JUDGMENT Mr. Mahesh Grover, J.: - This petition is directed against the order of the Appellate Authority, Narnaul dated 14.9.2001 reversing the findings recorded by the learned Rent Controller and thereby dismissing the rent petition filed by the petitioners/landlords. 2. The petitioners had preferred a petition under Section 13 of the Haryana Urban Control of Rent and Eviction Act, 1973 seeking eviction of the respondent from the demised premises consisting of a room on the ground floor and two rooms on the first floor as depicted from the site plan. The eviction was sought on the ground of non-payment of rent and bona fide need. The petitioners pleaded that they had no other residential building in the urban area of Narnaul and were residing in the house of Gangadhar, who is son of petitioner Sita Devi and brother of Pardeep Kumar, and were desirous of settling down in their own house independently. It was also pleaded that petitioner Pardeep Kumar had to get married. 3. The arrears of rent having been tendered largely reduced the relevance of this issue. While determining the issue of personal necessity the learned Rent Controller accepted the plea but the same was upset by the Appellate Authority. 4. The reasoning adopted by the Appellate Authority to reverse the findings of the learned Rent Controller was the reliance on the statement made by the respondent-tenant that the petitioners own number of houses in the urban area of Narnaul and the averment to the extent that the petitioners own only residential house was erroneous. The petitioners had in their statement clarified during the course of evidence that the alternate house in their possession as alleged by the respondent was not within the urban area of Narnaul and was not fit for human habitation. It was pleaded that it was used for tethering cattle and storing fodder. The Appellate Authority adopted a strange reason to say that since the alternate property with the petitioners was not being used for tethering cattle at that point of time, the same could be used for residential purposes. It also concluded that this accommodation had two toilets as was visible from the site plan Ex.P-9 and concluded that the petitioners had tried to conceal facts from the court. 5.

INPUT:
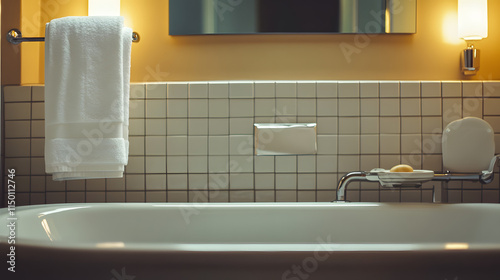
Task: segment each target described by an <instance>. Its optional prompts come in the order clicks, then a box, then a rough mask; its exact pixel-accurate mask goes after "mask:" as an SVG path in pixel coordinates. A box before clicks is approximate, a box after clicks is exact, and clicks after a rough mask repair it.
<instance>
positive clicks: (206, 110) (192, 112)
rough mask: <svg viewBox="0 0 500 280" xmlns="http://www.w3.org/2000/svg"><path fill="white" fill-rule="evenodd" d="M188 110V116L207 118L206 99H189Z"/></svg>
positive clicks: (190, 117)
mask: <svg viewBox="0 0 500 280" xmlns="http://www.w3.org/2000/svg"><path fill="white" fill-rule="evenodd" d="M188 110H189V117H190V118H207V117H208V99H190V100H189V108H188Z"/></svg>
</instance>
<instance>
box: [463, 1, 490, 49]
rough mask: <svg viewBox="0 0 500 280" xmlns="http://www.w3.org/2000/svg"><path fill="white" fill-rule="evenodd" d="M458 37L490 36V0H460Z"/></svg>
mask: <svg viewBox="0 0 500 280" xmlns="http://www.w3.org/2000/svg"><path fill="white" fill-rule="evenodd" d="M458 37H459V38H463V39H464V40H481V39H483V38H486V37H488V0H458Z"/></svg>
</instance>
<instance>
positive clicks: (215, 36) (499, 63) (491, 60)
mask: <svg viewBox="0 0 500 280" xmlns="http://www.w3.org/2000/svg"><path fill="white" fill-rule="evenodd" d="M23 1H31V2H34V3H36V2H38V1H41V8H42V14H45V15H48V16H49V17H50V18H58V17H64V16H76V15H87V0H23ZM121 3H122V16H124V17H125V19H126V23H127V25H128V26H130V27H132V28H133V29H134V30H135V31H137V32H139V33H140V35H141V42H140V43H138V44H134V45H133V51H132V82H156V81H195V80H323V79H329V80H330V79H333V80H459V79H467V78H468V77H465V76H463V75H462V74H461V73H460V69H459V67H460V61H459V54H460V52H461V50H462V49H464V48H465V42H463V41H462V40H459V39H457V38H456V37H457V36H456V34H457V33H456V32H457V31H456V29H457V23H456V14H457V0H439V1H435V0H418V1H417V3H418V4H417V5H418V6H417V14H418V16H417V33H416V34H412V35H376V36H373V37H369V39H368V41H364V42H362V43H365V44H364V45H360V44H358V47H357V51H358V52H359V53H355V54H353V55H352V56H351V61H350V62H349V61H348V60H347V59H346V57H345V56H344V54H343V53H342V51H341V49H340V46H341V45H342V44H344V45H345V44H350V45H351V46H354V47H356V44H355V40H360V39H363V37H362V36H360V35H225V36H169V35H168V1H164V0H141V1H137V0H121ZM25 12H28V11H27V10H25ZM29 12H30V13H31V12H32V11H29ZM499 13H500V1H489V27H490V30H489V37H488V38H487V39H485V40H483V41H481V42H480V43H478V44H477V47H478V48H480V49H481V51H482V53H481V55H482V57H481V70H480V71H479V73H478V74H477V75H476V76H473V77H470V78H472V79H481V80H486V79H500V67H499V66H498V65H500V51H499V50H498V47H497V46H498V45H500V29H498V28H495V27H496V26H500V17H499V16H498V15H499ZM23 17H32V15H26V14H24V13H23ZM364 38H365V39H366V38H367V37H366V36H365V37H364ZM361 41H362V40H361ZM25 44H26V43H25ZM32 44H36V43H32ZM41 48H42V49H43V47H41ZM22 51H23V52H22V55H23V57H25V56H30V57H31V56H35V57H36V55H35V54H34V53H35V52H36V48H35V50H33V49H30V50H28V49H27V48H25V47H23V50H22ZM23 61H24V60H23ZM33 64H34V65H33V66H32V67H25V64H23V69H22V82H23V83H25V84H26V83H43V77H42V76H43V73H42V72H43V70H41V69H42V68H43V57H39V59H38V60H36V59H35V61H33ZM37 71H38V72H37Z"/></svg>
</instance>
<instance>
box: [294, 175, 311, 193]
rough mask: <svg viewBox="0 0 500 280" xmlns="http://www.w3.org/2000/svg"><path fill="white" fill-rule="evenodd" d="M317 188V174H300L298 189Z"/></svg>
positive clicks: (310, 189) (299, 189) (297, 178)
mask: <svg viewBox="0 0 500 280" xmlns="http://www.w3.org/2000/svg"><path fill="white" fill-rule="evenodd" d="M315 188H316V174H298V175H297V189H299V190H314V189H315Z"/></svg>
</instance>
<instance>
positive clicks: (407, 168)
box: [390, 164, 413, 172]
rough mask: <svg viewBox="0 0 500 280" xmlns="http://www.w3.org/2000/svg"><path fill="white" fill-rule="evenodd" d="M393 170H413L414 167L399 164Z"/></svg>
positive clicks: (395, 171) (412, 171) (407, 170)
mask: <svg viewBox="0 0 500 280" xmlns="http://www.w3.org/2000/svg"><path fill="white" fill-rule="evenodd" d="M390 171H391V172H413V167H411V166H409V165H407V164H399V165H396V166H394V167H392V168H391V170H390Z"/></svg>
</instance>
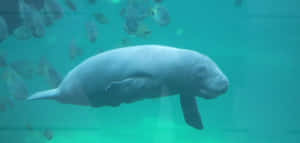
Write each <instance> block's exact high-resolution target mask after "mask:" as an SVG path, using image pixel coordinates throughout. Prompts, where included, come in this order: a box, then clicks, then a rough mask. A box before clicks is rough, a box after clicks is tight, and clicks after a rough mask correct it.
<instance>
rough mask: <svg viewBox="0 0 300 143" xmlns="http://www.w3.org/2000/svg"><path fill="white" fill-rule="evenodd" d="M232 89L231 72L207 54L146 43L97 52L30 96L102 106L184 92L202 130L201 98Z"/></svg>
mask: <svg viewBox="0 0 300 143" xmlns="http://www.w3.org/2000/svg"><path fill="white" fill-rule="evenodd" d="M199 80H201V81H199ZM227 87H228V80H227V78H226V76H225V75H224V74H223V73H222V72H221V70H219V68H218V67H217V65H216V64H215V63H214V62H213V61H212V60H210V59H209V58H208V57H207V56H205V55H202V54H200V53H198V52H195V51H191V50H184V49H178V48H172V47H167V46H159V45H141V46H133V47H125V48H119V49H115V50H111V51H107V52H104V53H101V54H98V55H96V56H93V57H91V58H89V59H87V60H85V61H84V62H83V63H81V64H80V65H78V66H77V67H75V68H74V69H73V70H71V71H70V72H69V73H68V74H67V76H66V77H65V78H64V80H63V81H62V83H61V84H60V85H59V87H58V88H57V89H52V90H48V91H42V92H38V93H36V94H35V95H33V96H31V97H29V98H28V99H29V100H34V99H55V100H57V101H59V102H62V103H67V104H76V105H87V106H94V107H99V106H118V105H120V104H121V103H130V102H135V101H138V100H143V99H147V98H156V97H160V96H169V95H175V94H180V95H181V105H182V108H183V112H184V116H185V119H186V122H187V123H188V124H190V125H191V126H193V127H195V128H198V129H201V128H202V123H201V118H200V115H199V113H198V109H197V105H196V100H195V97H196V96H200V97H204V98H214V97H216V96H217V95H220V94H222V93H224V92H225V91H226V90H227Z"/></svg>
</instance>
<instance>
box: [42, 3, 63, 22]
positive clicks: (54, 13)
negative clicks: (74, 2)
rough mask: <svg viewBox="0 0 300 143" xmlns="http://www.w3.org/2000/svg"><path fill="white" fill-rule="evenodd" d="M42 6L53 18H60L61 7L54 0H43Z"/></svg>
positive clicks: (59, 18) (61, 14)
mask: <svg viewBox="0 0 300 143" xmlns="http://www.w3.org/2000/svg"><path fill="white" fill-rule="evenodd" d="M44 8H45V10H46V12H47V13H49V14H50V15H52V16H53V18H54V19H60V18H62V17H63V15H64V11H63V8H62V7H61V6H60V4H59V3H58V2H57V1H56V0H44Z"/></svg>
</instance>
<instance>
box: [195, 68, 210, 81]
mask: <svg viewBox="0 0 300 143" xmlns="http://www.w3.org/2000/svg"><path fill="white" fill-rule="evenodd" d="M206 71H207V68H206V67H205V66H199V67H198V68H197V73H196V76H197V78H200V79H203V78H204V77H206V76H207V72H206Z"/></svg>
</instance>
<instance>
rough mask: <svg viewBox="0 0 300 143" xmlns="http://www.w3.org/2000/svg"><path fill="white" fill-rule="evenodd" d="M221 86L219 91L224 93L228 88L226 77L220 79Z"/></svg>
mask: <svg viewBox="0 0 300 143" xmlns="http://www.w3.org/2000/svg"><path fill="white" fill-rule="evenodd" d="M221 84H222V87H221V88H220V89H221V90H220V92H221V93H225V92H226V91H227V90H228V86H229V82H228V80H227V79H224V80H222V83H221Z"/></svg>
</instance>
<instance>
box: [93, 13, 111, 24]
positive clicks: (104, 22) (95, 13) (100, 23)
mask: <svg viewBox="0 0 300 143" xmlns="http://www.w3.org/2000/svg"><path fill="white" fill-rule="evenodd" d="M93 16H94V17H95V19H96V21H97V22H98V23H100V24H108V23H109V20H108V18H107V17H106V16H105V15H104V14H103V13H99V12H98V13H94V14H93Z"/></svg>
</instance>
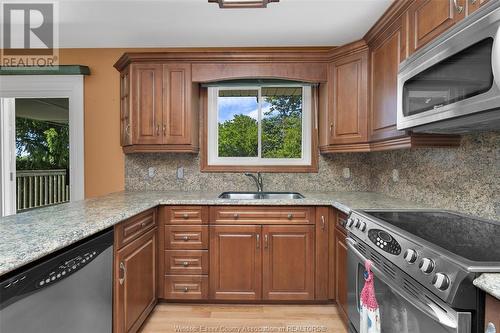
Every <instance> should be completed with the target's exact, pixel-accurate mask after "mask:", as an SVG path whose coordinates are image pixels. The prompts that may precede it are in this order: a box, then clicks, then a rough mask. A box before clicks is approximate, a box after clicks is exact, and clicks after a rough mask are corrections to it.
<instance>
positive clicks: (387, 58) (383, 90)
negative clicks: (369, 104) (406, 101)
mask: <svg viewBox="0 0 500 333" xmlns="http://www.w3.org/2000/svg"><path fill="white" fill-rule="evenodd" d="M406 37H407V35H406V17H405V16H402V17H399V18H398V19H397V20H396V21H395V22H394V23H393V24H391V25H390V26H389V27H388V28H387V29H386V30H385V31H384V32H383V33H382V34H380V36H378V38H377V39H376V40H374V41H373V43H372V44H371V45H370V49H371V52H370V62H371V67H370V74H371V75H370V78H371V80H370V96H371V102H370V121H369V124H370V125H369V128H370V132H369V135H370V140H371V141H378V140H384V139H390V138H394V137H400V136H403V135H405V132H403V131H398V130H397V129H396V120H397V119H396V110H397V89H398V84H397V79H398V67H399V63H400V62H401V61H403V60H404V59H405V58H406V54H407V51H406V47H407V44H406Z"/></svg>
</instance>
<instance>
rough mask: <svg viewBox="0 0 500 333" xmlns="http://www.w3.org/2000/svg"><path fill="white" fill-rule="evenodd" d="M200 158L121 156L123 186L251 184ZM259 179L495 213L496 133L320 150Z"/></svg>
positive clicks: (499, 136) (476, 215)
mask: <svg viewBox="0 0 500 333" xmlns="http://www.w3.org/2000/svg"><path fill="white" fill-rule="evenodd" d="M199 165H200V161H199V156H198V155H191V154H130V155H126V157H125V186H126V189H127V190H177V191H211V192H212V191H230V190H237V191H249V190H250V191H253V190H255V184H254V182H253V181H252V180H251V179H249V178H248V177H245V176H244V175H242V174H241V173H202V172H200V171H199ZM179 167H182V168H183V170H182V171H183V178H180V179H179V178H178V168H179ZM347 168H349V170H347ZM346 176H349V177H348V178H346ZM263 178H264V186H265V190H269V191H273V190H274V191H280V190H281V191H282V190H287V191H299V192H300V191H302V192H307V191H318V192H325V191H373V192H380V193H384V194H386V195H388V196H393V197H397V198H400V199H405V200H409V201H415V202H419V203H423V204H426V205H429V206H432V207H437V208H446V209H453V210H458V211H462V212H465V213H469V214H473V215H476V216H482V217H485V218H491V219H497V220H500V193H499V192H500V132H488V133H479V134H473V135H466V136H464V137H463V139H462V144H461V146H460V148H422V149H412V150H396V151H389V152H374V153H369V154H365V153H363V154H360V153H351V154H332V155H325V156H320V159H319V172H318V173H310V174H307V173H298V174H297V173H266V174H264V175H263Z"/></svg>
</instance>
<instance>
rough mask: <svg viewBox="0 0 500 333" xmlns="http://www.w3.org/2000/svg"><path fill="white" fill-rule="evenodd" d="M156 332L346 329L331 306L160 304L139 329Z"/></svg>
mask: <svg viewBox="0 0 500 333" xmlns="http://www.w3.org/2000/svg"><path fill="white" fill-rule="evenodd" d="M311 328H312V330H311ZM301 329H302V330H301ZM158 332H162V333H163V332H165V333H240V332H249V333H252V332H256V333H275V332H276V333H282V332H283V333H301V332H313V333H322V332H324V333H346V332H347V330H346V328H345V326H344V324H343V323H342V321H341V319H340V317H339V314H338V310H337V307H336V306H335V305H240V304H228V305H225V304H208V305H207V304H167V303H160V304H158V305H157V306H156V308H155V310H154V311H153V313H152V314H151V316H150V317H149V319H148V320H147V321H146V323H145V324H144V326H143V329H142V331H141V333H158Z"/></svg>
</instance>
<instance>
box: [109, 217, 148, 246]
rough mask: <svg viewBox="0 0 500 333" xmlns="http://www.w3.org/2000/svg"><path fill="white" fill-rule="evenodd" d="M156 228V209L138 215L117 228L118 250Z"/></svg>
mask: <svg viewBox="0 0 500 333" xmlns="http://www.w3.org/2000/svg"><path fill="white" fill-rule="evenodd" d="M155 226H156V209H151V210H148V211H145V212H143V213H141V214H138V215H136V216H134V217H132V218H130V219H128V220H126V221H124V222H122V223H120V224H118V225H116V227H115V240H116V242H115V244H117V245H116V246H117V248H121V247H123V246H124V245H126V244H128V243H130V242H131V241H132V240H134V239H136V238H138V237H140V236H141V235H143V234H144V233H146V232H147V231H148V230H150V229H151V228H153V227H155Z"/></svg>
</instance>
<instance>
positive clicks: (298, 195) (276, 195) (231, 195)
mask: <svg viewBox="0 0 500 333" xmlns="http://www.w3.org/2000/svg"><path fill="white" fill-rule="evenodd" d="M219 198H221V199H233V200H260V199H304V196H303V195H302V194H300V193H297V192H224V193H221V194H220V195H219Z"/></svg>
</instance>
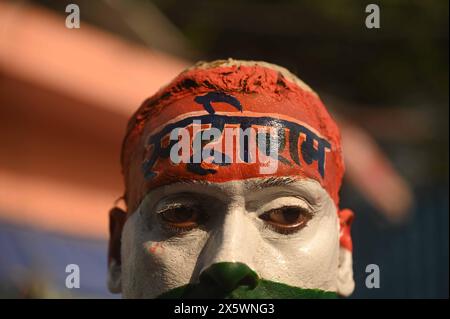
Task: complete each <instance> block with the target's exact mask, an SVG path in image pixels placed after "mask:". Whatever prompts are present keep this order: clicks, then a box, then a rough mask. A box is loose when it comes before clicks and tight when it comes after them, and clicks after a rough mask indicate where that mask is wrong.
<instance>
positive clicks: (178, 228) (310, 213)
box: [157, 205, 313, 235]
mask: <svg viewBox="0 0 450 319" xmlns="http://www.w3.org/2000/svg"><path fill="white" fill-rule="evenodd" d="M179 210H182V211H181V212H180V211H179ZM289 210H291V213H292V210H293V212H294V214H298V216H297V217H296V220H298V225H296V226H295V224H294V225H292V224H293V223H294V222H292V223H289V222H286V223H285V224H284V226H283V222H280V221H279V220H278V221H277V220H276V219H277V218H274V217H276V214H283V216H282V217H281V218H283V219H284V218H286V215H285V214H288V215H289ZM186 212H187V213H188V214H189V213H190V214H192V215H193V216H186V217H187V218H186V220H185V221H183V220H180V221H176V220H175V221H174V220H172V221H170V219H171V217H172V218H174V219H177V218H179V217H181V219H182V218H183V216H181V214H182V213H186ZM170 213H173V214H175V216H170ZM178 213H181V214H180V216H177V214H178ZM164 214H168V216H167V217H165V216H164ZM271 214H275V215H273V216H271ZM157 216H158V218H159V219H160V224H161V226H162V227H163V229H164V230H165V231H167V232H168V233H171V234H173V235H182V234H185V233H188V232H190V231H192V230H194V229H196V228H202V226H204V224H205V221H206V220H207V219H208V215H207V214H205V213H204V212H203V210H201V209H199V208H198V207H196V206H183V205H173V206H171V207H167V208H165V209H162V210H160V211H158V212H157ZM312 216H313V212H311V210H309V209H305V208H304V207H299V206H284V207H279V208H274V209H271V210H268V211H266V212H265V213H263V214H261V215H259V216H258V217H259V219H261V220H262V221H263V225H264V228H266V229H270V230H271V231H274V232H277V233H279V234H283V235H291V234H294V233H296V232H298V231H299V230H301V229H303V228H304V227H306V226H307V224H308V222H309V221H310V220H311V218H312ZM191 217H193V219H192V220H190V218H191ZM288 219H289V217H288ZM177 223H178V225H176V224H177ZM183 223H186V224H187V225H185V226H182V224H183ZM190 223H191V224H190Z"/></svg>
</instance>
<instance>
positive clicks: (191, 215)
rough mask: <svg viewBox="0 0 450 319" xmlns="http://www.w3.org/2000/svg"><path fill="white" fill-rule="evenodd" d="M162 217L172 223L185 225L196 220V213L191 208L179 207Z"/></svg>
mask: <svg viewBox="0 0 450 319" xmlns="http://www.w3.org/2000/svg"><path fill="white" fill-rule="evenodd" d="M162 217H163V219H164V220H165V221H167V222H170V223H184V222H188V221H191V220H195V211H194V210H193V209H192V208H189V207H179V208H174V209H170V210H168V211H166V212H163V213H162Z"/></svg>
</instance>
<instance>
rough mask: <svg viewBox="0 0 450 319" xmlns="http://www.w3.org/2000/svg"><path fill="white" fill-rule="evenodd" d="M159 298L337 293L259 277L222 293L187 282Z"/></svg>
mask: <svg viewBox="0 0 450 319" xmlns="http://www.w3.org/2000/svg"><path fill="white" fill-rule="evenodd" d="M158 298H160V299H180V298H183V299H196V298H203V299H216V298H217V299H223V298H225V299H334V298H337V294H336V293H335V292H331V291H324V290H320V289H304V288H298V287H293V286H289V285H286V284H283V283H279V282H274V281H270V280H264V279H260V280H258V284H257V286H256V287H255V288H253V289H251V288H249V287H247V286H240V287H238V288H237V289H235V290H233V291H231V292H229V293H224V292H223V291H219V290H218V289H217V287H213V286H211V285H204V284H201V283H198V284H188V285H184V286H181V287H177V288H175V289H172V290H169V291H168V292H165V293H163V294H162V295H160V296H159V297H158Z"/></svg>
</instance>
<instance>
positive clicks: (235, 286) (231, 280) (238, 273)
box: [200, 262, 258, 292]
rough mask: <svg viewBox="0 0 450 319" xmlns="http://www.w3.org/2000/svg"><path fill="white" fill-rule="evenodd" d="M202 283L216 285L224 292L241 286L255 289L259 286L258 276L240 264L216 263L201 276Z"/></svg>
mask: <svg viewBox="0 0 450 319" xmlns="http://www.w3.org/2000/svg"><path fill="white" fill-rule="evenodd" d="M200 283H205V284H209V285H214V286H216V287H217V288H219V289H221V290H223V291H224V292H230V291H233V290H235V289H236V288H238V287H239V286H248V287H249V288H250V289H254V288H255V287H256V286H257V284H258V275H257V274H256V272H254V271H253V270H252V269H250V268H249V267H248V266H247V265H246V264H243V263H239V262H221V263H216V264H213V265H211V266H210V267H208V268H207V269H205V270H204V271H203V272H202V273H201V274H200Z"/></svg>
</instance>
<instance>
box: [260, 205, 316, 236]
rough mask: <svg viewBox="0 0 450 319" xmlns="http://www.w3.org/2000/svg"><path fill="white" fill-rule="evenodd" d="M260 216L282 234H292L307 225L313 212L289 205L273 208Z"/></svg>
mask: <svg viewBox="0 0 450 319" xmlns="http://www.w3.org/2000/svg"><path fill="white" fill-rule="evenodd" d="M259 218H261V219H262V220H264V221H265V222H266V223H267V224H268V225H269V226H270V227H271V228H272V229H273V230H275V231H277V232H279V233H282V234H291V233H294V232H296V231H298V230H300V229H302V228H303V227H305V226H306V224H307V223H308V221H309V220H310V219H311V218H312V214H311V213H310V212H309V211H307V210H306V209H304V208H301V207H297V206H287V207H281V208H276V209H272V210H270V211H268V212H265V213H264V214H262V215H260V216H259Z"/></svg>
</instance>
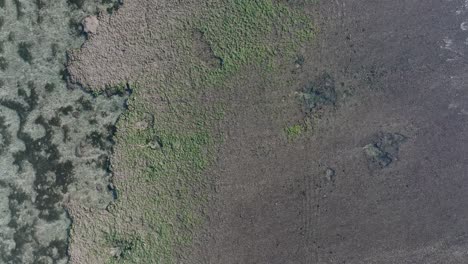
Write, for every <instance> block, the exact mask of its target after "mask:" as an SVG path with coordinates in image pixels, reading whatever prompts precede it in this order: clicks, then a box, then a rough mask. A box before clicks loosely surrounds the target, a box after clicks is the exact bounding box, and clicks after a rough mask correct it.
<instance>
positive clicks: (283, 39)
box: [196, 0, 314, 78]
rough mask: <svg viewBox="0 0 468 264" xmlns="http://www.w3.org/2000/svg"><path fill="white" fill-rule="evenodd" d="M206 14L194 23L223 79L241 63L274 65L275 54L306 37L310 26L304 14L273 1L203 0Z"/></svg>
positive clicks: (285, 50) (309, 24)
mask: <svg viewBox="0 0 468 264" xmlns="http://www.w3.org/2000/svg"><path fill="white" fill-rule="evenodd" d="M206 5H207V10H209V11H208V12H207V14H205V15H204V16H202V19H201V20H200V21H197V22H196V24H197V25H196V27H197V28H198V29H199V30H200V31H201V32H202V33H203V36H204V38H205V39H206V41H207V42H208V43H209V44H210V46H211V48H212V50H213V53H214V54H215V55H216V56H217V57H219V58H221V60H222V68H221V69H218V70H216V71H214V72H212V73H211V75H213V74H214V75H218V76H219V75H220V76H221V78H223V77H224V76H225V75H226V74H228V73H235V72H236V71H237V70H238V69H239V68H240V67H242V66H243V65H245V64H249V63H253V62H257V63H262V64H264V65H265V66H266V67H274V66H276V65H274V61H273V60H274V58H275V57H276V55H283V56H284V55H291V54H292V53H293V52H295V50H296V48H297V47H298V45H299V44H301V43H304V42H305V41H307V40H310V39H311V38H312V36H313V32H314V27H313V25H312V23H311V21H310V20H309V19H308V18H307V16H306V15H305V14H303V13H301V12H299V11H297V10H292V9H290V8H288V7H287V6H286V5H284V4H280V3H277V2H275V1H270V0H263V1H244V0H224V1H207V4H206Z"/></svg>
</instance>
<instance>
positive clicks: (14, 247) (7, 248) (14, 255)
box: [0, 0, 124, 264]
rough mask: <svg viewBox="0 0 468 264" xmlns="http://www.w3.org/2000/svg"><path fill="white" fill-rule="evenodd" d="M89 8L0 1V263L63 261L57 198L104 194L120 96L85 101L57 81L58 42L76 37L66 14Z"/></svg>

ACTIVITY LIST:
(a) Under which statutory provision did the petitioners file for eviction, according to the eviction judgment?
(b) In the records, swap "positive clicks" for "foreground clicks" and reproduce only the lines from the line with "14L194 23L223 79L241" to the line with "box: [0, 0, 124, 264]", changing nothing else.
The eviction judgment and the records are unrelated material.

ANSWERS PER TASK:
(a) Section 13 of the Haryana Urban Control of Rent and Eviction Act, 1973.

(b)
rough mask: <svg viewBox="0 0 468 264" xmlns="http://www.w3.org/2000/svg"><path fill="white" fill-rule="evenodd" d="M206 14L194 23L223 79L241 63L274 65L275 54L306 37L310 26L304 14L273 1L203 0Z"/></svg>
foreground clicks: (285, 50) (309, 24)
mask: <svg viewBox="0 0 468 264" xmlns="http://www.w3.org/2000/svg"><path fill="white" fill-rule="evenodd" d="M206 5H207V10H209V11H208V12H207V14H205V15H204V16H202V19H201V20H200V21H197V22H196V24H197V25H196V27H197V28H198V29H199V30H200V31H201V32H202V33H203V36H204V38H205V39H206V41H207V42H208V43H209V44H210V46H211V48H212V50H213V53H214V54H215V55H216V56H217V57H219V58H221V60H222V68H221V69H218V70H216V71H214V72H212V73H211V75H213V74H214V75H218V76H219V75H220V76H221V78H223V77H224V76H225V75H226V74H228V73H235V72H236V71H237V70H238V69H239V68H240V67H242V66H243V65H245V64H249V63H253V62H257V63H262V64H264V65H265V66H266V67H274V66H276V65H274V61H273V60H274V58H275V57H276V55H283V56H284V55H291V54H292V53H293V52H295V50H296V48H297V47H298V45H299V44H301V43H304V42H305V41H307V40H310V39H311V38H312V36H313V32H314V27H313V25H312V23H311V21H310V20H309V19H308V18H307V16H306V15H305V14H303V13H301V12H299V11H297V10H292V9H290V8H288V7H287V6H286V5H284V4H280V3H277V2H275V1H270V0H263V1H244V0H224V1H207V4H206Z"/></svg>
</instance>
<instance>
foreground clicks: (14, 247) (7, 248) (14, 255)
box: [0, 0, 124, 264]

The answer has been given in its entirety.